* BEGIN *

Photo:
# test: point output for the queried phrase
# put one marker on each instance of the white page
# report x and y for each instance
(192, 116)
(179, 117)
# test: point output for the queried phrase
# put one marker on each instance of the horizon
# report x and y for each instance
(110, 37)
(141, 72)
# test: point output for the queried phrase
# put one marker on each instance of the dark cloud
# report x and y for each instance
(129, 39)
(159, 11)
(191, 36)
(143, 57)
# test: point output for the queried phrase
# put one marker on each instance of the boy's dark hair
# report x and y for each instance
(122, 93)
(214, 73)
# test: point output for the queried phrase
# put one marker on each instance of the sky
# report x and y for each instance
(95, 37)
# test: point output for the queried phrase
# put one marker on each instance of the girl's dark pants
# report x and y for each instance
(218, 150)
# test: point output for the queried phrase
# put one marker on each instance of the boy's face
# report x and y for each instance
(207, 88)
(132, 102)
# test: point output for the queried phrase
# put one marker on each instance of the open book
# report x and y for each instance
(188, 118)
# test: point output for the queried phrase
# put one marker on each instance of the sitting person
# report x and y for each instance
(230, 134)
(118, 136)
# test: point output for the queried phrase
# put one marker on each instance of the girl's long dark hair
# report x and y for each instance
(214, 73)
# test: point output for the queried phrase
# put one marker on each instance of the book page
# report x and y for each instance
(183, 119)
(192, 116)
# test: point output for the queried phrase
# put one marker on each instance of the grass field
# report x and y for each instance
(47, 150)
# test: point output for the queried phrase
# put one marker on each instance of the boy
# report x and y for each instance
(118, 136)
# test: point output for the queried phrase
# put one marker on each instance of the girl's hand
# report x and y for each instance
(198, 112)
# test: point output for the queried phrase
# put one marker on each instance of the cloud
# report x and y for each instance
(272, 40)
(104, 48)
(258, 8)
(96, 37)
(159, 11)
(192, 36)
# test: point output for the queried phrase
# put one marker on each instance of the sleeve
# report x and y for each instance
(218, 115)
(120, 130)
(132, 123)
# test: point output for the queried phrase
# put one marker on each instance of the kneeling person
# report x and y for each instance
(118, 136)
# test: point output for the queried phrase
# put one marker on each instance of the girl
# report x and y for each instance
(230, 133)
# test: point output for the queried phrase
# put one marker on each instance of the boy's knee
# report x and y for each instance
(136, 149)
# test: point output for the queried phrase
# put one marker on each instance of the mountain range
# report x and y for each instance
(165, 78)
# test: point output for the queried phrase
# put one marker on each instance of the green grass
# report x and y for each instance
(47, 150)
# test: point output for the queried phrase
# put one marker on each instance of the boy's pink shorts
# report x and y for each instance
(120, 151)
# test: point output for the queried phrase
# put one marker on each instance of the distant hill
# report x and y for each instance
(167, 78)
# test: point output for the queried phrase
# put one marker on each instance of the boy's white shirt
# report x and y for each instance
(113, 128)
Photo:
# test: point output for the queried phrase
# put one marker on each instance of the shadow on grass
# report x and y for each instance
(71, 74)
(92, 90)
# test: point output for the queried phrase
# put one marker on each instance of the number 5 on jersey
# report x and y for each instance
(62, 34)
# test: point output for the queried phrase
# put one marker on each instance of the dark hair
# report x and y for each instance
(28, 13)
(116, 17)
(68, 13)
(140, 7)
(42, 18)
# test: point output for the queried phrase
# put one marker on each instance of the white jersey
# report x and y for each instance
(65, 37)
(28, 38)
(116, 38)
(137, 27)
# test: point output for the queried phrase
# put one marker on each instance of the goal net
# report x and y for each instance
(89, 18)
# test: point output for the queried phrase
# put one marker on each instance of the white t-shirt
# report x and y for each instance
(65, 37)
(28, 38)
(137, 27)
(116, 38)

* END *

• Your goal
Which lines of the material above contain the string "shirt", with uppercase and lowercase treated as distinct? Pull out each matching line and copy it in full.

• Answer for this exercise
# put one marker on each instance of the boy's white shirt
# put one marker on each instance of the white t-shirt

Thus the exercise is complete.